:: Data extract ::
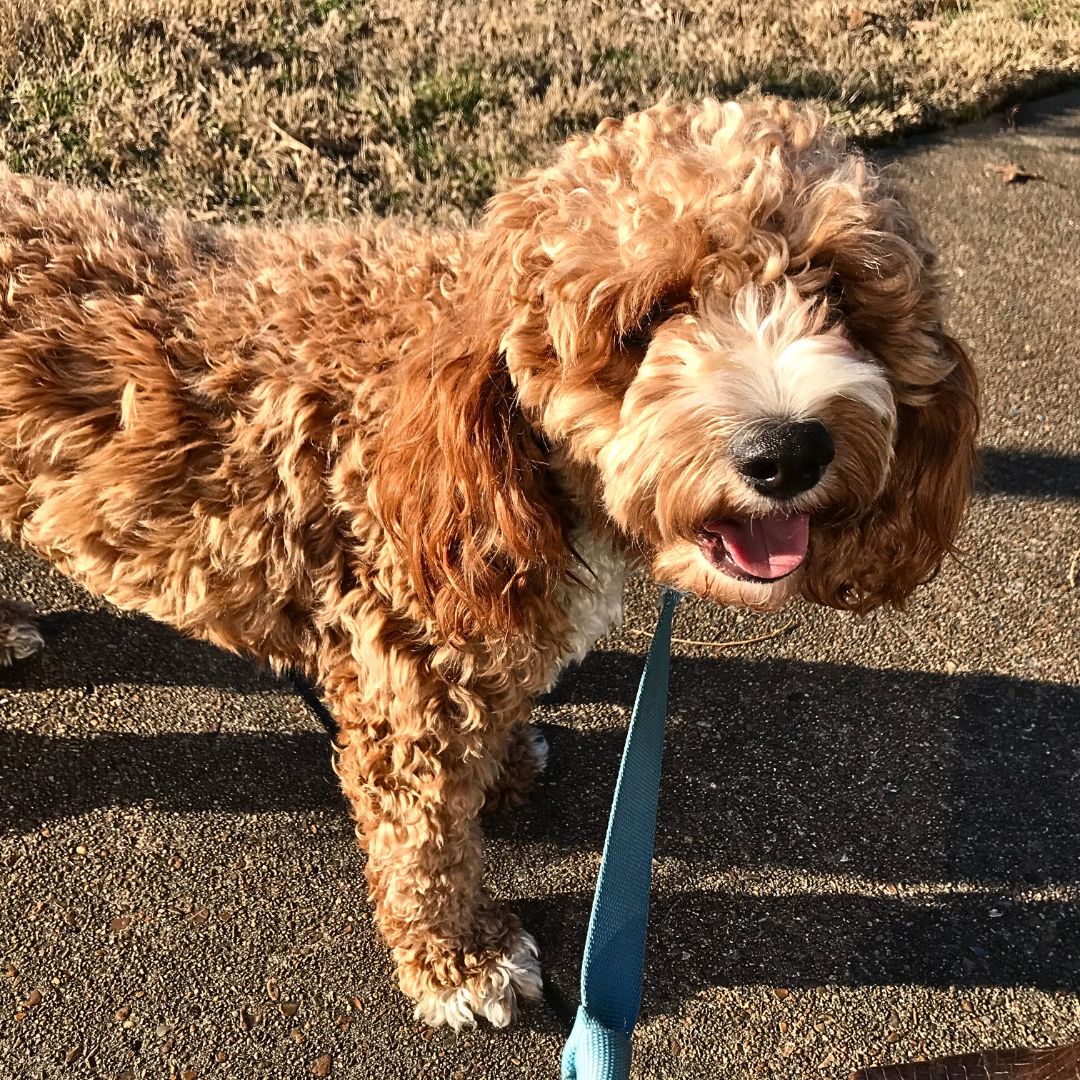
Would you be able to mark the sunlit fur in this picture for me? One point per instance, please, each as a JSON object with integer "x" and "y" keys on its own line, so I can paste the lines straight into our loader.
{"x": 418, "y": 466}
* * *
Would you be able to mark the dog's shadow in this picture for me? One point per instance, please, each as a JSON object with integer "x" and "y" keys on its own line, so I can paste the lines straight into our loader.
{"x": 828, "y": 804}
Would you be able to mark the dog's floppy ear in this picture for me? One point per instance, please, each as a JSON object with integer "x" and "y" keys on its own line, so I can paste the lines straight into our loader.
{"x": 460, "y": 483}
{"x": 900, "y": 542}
==
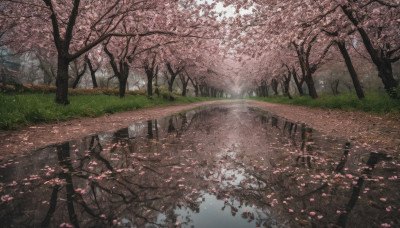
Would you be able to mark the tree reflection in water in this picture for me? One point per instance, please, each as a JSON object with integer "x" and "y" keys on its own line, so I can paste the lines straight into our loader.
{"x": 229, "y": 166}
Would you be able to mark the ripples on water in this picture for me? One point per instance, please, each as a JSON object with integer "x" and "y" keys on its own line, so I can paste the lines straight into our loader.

:: What to produce ::
Starting with the line that holds "Would you be able to mark the tree" and ending with the line that holds "Would you be able to mark the ripples", retype every line in the data above exactly, and nothing else.

:: Written answer ::
Would you be able to mark the tree reflection in water in this picture for me? One point per instance, please, each as a JSON object with integer "x" and "y" keys on its own line, so I can paste the lines straight into our loader.
{"x": 229, "y": 166}
Would you be able to mark the ripples on water in this picture for me? One point per instance, please, each as a JSON object with integer "x" and "y" keys on its own line, so I can paste the lines straight into our loader.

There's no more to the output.